▶ **Entries**
★ ★ ★ ★ ★ ★ ★
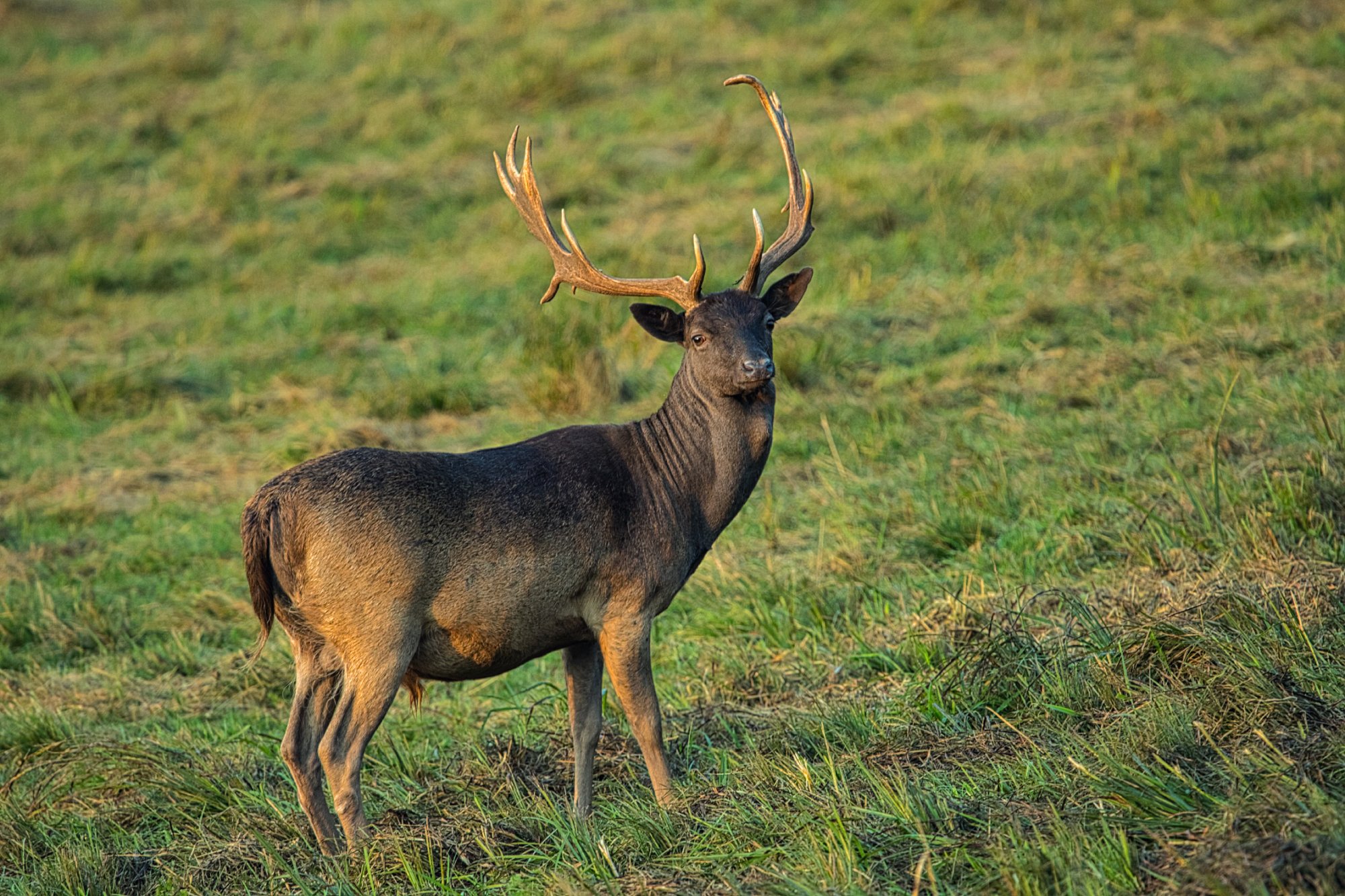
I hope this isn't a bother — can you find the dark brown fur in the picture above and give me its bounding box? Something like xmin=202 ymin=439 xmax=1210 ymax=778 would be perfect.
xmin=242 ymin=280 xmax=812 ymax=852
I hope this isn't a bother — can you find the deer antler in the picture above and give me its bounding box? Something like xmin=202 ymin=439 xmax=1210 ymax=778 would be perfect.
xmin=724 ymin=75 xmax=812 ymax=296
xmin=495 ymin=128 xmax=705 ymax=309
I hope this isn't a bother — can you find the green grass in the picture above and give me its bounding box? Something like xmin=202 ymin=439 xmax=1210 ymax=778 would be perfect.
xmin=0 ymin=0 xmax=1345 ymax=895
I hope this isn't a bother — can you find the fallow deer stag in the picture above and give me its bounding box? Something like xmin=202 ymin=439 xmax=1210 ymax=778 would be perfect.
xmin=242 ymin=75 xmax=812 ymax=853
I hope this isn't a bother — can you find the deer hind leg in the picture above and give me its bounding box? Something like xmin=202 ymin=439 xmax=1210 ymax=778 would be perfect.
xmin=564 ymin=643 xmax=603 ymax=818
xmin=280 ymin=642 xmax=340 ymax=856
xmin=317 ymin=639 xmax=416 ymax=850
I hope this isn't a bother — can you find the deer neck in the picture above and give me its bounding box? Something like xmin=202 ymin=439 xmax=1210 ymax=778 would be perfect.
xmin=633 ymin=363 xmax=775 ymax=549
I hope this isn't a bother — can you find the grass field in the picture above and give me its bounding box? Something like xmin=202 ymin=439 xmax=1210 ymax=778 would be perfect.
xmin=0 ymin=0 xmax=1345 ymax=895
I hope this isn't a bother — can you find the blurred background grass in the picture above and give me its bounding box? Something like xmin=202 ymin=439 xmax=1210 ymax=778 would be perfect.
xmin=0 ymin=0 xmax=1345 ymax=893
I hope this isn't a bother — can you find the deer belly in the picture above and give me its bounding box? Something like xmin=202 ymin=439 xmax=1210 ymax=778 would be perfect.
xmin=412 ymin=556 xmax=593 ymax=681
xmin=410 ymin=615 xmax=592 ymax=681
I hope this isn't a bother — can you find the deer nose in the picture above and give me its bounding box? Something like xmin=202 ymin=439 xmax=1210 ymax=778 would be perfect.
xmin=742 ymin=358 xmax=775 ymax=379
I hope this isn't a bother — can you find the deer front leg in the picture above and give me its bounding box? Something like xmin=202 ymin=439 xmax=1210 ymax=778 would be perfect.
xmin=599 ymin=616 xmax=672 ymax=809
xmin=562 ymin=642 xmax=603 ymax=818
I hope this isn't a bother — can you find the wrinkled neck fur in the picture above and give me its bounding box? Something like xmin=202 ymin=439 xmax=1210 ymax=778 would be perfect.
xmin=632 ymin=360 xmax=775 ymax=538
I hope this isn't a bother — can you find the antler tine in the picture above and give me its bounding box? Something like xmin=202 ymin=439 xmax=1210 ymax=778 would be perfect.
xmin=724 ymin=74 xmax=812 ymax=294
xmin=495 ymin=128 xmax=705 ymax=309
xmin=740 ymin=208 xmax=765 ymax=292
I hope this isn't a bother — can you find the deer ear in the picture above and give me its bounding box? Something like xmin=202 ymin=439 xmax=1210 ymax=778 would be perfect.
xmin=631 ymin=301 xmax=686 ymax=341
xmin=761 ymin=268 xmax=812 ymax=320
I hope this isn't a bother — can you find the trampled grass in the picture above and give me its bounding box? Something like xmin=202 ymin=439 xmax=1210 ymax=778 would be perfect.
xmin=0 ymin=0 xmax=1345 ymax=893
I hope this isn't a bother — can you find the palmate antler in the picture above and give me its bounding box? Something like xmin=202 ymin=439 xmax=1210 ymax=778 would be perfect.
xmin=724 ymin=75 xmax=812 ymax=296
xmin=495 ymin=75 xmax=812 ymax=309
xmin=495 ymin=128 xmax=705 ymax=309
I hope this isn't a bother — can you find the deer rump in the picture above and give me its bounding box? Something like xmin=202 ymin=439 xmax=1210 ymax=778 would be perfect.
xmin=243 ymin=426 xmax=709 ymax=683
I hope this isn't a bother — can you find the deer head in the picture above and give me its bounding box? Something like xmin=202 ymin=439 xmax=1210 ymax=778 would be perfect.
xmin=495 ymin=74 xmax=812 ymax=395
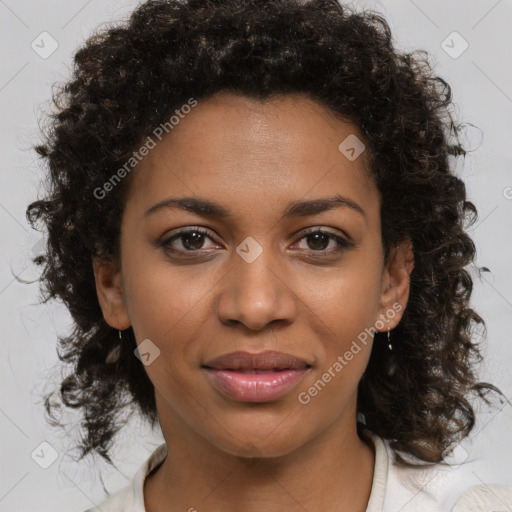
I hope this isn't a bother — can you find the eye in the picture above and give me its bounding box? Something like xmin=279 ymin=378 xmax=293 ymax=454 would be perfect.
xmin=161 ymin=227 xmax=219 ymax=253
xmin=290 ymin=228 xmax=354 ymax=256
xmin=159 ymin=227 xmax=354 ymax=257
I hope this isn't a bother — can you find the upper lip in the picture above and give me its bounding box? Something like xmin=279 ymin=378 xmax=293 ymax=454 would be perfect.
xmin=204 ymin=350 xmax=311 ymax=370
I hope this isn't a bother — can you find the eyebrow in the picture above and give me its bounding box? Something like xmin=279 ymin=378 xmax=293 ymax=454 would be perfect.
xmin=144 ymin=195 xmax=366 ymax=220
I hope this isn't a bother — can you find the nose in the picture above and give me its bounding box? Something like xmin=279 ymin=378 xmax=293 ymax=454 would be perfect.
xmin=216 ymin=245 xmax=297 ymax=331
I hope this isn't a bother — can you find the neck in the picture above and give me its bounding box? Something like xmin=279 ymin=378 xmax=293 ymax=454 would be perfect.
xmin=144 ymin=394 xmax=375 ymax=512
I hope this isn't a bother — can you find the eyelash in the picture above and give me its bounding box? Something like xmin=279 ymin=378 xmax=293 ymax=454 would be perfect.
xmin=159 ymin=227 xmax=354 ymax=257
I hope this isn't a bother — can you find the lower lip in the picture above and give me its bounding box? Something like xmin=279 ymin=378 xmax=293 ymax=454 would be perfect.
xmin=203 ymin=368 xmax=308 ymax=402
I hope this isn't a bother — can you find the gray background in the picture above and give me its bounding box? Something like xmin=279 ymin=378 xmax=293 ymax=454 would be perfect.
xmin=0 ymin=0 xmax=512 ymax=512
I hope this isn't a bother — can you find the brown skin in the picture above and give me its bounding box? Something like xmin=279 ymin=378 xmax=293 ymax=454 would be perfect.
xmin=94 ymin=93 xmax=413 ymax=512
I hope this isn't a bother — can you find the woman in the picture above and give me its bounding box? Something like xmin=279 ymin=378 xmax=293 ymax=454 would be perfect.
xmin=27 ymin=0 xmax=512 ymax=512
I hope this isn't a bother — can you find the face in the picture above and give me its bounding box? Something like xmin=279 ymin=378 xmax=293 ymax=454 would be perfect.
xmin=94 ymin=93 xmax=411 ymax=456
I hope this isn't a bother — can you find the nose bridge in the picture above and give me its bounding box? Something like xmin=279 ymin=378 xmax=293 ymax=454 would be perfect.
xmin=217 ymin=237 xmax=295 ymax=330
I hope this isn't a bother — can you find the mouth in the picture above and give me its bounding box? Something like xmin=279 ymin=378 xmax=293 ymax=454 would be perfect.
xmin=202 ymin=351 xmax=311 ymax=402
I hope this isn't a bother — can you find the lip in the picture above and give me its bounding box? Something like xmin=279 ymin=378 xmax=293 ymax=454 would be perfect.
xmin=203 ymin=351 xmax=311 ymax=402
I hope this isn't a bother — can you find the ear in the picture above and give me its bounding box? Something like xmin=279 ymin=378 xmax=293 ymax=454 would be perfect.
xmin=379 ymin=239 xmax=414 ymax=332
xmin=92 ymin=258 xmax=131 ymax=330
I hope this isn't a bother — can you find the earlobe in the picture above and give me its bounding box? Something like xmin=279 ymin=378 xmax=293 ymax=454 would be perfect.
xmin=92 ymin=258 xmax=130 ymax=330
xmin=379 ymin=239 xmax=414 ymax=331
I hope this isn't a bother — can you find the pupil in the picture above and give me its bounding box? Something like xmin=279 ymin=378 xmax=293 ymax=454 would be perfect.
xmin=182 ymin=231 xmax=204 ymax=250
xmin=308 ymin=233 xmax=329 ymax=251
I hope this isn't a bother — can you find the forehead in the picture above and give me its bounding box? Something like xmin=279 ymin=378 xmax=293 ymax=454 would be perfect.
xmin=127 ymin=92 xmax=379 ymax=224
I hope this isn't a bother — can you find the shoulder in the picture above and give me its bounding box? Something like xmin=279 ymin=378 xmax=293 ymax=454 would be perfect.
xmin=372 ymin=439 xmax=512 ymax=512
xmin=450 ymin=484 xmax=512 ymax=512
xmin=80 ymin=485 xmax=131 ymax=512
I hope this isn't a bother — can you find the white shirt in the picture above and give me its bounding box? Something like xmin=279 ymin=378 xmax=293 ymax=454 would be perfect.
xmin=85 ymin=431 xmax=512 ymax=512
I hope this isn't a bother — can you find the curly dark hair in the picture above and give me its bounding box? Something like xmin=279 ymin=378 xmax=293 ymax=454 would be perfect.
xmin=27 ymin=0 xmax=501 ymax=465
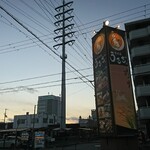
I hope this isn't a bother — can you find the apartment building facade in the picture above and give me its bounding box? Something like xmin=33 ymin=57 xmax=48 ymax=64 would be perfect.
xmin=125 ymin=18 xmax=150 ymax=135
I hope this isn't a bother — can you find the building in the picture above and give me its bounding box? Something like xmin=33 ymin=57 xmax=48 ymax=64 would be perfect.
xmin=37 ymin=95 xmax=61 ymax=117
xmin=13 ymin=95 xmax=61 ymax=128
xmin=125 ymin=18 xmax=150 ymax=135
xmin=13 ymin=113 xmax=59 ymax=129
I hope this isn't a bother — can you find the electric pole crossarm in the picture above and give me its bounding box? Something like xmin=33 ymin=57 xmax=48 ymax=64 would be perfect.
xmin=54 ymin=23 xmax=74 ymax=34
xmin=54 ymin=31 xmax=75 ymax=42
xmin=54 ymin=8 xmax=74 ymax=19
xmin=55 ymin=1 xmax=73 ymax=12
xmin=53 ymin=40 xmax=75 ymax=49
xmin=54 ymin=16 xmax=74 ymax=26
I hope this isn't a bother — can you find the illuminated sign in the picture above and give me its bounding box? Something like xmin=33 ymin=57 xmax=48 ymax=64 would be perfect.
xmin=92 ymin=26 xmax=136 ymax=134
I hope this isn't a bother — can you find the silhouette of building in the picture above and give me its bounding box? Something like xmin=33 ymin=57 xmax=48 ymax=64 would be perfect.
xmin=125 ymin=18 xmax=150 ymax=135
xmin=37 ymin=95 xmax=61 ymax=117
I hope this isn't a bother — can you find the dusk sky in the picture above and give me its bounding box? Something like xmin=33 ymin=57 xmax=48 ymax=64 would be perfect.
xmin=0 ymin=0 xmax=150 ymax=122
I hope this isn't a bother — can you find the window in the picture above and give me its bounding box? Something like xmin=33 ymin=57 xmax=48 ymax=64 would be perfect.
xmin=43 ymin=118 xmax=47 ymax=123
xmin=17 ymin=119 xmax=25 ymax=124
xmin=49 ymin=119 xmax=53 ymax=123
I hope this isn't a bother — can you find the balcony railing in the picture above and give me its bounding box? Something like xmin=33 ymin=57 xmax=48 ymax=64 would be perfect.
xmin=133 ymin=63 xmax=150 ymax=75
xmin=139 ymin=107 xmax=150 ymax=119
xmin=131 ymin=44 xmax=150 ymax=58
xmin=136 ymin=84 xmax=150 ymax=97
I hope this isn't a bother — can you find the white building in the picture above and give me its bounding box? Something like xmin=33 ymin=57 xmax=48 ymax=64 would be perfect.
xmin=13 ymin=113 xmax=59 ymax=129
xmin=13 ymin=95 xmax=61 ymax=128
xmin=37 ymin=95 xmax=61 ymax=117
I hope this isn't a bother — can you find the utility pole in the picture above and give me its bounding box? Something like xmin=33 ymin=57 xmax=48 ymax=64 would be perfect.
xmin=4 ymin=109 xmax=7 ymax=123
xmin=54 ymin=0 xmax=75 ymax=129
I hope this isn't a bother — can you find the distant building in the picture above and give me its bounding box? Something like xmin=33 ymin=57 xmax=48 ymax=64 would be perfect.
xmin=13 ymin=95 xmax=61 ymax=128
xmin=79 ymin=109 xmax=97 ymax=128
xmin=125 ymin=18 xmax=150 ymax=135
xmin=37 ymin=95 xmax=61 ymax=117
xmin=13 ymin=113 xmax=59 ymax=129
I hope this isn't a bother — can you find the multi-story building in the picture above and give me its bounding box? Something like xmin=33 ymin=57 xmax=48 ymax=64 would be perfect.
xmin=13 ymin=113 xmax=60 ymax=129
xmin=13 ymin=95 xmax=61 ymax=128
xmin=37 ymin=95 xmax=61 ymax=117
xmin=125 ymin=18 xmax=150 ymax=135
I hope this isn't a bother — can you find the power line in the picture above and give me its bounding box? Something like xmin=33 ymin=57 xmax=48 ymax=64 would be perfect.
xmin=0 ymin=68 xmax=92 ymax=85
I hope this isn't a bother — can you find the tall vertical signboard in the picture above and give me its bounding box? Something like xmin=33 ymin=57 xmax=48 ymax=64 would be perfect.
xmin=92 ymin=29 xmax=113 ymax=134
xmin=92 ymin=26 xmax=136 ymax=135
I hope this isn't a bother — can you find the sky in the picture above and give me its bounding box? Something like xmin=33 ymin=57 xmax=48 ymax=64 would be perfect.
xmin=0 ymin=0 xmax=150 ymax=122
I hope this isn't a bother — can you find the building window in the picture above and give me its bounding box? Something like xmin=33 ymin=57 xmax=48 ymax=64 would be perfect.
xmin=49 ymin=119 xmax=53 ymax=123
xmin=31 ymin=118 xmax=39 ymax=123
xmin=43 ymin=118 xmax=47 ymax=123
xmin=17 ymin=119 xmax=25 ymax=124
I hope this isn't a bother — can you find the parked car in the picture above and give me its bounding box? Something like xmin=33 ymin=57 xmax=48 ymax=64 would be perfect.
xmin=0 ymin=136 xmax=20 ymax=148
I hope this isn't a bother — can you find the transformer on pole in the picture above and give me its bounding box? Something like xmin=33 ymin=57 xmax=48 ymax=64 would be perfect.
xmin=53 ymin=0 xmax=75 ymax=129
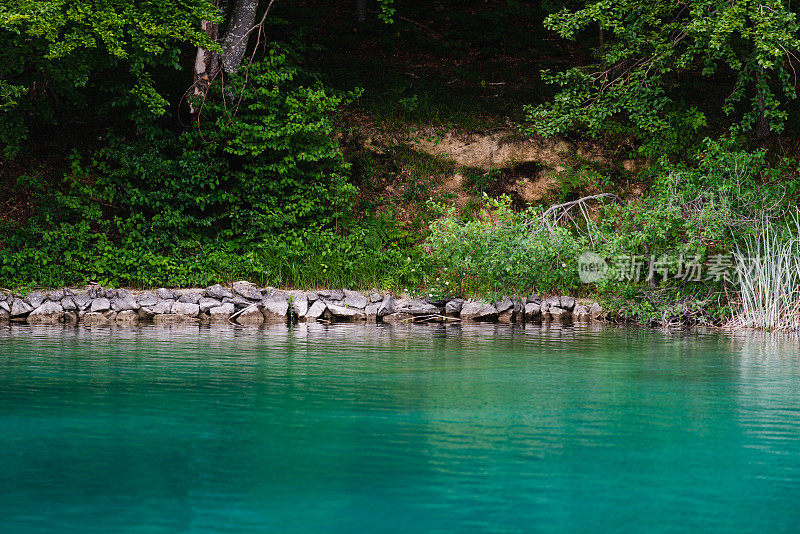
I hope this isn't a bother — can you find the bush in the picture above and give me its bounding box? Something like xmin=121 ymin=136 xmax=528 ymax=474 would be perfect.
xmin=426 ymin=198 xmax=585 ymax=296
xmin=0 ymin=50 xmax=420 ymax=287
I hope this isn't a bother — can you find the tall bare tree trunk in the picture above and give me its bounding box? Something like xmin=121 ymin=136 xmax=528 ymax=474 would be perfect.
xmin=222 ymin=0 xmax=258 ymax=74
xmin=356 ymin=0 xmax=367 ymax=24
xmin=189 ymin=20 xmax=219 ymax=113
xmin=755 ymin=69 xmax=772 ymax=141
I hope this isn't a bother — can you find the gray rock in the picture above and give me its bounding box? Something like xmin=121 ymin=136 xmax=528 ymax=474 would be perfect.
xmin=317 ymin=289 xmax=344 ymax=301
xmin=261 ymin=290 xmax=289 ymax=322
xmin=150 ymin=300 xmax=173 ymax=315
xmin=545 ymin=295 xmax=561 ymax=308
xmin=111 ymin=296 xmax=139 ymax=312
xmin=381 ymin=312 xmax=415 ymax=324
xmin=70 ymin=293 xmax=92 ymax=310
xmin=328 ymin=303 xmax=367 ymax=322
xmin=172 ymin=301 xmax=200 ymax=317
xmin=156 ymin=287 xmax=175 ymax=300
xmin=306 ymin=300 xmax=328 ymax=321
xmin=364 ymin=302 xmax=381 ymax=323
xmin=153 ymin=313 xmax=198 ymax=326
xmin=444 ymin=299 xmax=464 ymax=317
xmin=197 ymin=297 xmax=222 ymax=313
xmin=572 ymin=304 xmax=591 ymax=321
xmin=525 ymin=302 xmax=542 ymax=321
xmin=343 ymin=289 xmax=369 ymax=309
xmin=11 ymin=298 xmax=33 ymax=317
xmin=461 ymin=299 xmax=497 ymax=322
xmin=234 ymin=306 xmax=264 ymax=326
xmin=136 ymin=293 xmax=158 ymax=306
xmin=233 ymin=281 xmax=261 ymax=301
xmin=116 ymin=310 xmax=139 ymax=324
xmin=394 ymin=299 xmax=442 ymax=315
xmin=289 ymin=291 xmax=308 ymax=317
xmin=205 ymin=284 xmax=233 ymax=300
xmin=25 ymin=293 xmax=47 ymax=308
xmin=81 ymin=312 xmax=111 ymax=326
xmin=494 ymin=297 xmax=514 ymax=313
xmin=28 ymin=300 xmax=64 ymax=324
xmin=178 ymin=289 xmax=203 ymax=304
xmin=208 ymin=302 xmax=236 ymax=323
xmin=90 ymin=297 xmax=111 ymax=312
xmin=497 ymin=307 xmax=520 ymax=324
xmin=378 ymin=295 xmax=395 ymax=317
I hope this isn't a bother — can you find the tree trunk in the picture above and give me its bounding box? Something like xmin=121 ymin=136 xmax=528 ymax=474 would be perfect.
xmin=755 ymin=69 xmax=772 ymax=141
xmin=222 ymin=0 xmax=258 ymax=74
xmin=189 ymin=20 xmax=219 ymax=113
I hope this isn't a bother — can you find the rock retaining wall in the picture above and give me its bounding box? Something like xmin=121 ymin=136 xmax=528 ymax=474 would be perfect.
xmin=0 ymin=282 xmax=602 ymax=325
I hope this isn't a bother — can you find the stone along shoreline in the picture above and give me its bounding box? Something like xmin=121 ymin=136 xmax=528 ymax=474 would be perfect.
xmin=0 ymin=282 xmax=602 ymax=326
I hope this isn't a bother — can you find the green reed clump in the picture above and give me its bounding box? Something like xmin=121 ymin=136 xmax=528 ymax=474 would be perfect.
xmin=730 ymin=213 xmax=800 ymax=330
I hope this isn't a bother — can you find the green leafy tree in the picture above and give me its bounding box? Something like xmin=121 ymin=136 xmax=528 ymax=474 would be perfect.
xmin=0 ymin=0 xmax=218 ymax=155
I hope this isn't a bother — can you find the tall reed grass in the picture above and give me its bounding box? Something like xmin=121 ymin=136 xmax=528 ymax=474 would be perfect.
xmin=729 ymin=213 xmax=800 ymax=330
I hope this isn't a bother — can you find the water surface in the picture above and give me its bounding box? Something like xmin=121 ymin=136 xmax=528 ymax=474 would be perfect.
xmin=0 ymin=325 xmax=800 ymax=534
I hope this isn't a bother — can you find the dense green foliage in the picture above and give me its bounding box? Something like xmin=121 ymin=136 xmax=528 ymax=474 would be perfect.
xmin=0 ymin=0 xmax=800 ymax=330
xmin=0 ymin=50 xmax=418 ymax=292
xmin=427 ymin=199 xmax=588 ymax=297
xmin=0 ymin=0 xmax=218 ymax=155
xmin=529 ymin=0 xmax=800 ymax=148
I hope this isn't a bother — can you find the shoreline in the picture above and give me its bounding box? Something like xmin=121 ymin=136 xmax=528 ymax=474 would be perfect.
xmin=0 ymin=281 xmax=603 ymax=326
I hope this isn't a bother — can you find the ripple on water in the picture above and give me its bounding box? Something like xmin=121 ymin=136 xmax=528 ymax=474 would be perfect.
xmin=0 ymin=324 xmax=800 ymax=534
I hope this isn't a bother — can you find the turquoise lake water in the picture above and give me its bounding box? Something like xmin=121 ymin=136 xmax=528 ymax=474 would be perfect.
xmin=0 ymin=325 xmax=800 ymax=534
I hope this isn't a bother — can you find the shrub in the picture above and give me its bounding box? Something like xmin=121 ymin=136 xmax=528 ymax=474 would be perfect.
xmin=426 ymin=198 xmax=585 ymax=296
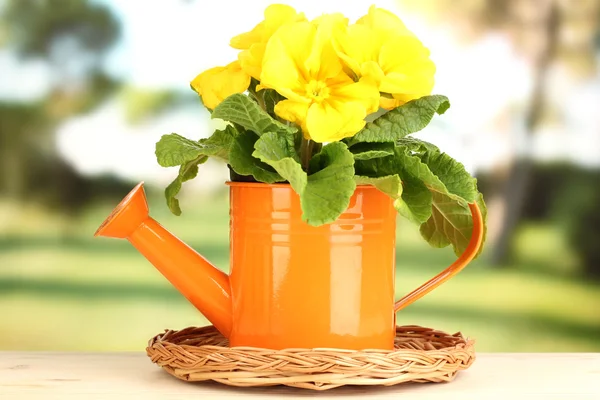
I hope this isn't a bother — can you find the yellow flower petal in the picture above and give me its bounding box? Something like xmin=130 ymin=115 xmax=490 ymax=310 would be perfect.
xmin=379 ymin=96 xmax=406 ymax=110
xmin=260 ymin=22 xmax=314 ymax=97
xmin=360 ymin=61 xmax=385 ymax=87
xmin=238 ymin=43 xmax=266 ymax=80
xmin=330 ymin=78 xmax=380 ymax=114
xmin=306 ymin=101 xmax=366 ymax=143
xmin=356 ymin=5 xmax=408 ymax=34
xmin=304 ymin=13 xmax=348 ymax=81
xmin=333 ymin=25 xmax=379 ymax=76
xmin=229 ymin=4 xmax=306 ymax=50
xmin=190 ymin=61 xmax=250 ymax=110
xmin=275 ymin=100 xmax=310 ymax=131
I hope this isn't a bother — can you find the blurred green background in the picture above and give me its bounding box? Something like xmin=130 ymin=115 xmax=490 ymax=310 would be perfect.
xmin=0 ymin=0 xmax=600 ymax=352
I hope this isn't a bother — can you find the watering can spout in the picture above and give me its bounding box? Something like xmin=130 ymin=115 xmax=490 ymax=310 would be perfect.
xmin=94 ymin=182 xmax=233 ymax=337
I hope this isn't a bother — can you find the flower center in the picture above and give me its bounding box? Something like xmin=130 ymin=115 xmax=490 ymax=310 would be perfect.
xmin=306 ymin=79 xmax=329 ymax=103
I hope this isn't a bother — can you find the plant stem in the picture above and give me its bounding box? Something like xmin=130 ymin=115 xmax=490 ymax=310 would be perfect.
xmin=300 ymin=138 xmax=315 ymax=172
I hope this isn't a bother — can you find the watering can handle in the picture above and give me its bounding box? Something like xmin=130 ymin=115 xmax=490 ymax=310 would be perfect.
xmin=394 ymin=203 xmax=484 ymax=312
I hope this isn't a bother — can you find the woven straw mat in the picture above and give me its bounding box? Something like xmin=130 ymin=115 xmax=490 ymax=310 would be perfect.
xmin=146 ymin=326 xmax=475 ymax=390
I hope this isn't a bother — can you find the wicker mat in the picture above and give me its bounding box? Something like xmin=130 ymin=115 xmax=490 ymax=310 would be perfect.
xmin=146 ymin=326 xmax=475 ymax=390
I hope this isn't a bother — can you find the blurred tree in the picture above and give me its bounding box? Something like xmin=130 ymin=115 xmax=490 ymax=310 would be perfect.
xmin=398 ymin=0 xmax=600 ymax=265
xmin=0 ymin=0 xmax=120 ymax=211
★ ★ ★ ★ ★ ★ ★
▶ **Problem to work on**
Rewrite the part of the listing that opens with the line containing "the blurred green" and closes with the line containing "xmin=94 ymin=182 xmax=233 ymax=337" as a Markdown table with the columns Row and Entry. Give each line its own numbered row and leave out blank lines.

▶ **Solution for this exercise**
| Row | Entry |
|---|---|
| 1 | I hope this isn't a bother — can you find the blurred green background in the picture above and give me its bounding box? Something like xmin=130 ymin=115 xmax=490 ymax=310 would be perfect. |
| 2 | xmin=0 ymin=0 xmax=600 ymax=352 |
| 3 | I hope this isn't a bother — can you find the watering can spout in the picture above and give me its bounding box? Something like xmin=130 ymin=115 xmax=490 ymax=310 would be perfect. |
| 4 | xmin=94 ymin=182 xmax=233 ymax=337 |